Look through the data below and extract, unchanged, the lines from the one that contains "mark: the frost-covered tree" to the one that contains "mark: the pine tree", both included.

---- AVAILABLE RECORDS

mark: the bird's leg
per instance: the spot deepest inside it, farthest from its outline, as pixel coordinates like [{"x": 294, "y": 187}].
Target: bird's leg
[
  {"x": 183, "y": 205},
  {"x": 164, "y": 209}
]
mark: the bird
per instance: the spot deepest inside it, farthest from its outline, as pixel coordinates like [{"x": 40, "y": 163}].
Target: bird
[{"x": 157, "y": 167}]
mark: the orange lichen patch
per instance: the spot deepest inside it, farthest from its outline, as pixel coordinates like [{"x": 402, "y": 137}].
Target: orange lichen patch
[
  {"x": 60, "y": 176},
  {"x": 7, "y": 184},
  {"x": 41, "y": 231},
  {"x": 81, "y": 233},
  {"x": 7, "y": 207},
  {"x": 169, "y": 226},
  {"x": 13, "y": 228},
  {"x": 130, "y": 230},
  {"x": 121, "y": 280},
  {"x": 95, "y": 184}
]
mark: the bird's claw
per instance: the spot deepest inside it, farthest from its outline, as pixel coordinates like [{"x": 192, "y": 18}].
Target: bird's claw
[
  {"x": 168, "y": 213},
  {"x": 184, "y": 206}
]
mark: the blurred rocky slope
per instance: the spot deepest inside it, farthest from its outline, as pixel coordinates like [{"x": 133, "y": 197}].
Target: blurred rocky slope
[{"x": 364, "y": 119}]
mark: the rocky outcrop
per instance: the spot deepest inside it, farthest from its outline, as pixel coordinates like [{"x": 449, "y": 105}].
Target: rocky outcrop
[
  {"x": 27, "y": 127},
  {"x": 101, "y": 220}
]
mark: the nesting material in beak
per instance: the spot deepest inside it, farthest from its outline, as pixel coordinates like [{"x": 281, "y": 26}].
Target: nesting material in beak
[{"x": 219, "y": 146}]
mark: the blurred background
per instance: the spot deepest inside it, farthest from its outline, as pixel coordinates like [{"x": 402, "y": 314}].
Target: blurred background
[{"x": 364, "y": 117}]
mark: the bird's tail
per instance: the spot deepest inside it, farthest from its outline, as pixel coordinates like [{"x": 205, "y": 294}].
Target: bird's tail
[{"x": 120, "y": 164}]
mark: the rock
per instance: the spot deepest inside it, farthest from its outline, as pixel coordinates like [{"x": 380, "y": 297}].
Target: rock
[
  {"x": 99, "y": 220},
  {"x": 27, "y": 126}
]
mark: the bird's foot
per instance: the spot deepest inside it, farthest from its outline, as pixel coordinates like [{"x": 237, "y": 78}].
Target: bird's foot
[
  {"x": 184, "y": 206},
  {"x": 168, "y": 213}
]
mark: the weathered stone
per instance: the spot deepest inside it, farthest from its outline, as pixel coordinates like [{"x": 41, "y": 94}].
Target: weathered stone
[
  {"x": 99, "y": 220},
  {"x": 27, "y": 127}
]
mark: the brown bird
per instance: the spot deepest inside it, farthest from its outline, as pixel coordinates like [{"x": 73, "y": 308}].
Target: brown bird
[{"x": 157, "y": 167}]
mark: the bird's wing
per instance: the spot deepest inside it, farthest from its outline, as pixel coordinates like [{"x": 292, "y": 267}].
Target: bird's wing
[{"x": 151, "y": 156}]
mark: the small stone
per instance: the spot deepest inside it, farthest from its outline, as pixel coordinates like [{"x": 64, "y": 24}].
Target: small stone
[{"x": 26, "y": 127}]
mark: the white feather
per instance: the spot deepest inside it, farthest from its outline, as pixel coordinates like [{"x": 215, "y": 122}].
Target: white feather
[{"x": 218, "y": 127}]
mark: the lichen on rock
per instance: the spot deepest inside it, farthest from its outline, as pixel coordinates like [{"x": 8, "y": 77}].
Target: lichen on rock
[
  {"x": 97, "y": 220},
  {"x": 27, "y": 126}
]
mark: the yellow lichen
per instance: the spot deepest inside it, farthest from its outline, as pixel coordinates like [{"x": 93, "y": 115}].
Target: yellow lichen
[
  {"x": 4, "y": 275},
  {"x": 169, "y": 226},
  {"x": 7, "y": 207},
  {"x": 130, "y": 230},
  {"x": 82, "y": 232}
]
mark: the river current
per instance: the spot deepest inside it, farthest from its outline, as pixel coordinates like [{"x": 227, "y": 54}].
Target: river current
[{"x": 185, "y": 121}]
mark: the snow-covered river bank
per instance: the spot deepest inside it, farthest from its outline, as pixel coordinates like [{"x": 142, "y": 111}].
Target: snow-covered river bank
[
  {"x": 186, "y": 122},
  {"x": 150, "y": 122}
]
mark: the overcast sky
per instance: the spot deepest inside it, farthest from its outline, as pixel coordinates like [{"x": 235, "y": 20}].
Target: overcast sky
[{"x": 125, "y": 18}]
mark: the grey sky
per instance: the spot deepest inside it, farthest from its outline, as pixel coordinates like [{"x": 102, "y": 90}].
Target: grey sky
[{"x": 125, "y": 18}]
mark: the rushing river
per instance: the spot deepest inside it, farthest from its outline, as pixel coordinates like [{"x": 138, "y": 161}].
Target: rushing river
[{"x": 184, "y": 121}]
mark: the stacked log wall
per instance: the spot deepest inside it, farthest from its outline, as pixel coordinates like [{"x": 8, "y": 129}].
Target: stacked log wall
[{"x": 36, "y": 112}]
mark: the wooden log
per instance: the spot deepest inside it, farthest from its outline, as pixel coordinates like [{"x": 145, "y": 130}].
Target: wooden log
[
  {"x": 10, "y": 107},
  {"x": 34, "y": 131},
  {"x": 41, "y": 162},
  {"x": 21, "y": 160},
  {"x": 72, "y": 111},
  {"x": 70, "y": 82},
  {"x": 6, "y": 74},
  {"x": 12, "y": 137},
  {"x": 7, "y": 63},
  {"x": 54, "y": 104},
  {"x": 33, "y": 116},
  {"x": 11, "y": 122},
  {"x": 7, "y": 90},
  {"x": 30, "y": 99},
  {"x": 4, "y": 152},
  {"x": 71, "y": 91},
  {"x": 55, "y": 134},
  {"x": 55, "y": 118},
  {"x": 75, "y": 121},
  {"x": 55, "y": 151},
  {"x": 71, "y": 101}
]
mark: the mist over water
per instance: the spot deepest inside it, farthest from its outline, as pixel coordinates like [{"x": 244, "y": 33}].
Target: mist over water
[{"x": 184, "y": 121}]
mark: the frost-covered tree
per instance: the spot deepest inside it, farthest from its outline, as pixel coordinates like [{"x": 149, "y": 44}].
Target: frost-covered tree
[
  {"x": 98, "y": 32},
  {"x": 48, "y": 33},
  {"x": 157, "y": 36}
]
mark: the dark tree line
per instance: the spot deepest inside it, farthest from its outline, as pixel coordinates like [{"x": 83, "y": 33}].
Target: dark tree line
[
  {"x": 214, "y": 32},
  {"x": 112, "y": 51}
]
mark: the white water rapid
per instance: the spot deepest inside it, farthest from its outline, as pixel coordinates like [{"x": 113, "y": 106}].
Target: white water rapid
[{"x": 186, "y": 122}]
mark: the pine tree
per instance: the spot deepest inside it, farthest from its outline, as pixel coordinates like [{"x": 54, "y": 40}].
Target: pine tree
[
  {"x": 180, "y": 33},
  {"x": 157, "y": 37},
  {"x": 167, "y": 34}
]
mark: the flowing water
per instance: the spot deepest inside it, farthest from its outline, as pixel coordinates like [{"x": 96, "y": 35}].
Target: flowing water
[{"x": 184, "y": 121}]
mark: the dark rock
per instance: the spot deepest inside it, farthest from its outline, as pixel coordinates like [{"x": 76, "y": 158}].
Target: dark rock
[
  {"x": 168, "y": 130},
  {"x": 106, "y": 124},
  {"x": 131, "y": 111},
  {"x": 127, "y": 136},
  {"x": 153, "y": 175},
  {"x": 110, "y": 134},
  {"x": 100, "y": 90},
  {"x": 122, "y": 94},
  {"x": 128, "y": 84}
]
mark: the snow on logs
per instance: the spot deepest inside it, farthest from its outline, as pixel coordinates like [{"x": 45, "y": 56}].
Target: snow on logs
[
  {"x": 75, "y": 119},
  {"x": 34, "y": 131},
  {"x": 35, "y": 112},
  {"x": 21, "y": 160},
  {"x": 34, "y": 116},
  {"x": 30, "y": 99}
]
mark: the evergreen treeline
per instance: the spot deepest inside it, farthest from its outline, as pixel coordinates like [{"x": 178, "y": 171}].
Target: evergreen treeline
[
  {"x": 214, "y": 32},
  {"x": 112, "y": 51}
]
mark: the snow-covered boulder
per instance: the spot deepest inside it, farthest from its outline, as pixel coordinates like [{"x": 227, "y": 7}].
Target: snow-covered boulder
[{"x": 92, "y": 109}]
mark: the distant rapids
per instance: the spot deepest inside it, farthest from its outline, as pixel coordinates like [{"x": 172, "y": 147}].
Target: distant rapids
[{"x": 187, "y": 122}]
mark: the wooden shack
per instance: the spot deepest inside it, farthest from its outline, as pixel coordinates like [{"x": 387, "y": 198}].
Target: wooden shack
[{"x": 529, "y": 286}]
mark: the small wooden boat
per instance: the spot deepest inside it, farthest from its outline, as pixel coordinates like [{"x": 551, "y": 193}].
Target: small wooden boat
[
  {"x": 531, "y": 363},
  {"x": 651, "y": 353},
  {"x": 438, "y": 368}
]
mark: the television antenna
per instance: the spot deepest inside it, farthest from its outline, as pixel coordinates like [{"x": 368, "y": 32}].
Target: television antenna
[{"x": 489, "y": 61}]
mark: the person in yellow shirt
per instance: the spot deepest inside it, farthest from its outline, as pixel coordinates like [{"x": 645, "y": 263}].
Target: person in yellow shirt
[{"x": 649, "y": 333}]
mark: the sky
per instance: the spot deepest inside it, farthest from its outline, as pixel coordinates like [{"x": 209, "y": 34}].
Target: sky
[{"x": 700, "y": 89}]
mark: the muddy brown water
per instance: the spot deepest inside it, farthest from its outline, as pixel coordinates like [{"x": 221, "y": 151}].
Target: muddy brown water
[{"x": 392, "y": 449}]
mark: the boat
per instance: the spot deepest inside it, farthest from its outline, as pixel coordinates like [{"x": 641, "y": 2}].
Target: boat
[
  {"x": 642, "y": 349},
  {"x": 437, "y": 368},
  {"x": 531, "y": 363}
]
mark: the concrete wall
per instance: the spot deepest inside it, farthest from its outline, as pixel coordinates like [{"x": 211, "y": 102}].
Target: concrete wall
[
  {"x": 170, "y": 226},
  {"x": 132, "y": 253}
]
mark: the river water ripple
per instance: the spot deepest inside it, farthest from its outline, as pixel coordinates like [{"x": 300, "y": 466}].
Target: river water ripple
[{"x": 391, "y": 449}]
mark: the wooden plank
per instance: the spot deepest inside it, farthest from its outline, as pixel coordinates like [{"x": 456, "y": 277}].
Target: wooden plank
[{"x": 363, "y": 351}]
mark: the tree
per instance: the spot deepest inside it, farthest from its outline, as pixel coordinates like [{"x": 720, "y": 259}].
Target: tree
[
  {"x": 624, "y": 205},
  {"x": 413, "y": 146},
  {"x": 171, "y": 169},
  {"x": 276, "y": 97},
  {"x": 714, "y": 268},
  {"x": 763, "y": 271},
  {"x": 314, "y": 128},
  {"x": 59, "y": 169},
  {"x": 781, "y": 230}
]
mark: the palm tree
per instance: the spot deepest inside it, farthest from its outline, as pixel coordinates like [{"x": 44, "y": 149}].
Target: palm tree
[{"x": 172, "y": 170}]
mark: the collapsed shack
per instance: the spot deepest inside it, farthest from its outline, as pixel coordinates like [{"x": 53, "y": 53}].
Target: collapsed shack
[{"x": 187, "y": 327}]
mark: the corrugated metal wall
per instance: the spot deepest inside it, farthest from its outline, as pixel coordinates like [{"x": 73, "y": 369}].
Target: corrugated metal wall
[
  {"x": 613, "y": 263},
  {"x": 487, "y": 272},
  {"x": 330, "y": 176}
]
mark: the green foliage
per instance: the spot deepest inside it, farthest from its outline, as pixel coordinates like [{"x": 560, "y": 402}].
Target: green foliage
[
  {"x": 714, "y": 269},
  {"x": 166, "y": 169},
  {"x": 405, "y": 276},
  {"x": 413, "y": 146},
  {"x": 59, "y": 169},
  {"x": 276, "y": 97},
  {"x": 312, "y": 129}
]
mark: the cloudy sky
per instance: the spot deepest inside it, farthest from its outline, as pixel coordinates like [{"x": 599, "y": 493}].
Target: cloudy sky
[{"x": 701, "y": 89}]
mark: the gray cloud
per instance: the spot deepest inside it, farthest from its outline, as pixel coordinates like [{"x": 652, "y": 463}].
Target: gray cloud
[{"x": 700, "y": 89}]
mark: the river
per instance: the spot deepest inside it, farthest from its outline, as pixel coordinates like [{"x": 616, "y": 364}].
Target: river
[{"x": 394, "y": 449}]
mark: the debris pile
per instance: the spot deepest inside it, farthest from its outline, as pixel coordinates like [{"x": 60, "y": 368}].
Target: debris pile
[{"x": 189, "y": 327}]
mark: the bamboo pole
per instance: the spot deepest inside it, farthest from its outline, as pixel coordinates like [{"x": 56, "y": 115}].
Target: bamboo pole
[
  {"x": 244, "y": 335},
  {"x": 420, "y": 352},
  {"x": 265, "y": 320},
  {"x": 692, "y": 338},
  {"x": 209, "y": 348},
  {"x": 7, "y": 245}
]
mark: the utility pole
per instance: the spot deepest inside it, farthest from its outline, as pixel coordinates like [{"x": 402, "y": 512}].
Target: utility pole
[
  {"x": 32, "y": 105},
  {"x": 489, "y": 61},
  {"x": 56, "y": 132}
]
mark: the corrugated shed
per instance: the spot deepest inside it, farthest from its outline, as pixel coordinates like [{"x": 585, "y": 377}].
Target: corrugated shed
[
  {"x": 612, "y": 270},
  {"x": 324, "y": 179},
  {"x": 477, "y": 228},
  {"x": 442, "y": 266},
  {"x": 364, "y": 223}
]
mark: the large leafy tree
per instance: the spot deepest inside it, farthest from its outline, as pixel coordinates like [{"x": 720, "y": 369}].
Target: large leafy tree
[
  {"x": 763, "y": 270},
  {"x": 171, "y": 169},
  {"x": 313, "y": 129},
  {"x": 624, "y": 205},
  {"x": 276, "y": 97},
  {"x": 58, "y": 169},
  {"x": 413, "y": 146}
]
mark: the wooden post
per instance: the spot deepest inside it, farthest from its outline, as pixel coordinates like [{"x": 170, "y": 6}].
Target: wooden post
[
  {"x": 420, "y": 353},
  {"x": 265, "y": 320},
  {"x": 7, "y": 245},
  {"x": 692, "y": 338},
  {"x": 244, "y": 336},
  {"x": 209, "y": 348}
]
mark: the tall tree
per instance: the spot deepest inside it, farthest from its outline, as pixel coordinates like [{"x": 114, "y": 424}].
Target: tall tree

--------

*REPLY*:
mark: the frost-covered tree
per instance: the spot deepest inside it, farthest from its outline, as pixel coordinates like [{"x": 149, "y": 44}].
Target: frost-covered tree
[
  {"x": 98, "y": 32},
  {"x": 48, "y": 33},
  {"x": 157, "y": 36}
]
mark: the dark tree line
per instance: the spot deepest inside it, farthest from its outline, as pixel coordinates like [{"x": 83, "y": 33}].
Target: dark tree line
[
  {"x": 214, "y": 32},
  {"x": 112, "y": 51}
]
mark: the white water rapid
per instance: the spot deepest inside it, farthest from its outline, as pixel coordinates like [{"x": 113, "y": 106}].
Target: white water rapid
[{"x": 186, "y": 122}]
mark: the pine tree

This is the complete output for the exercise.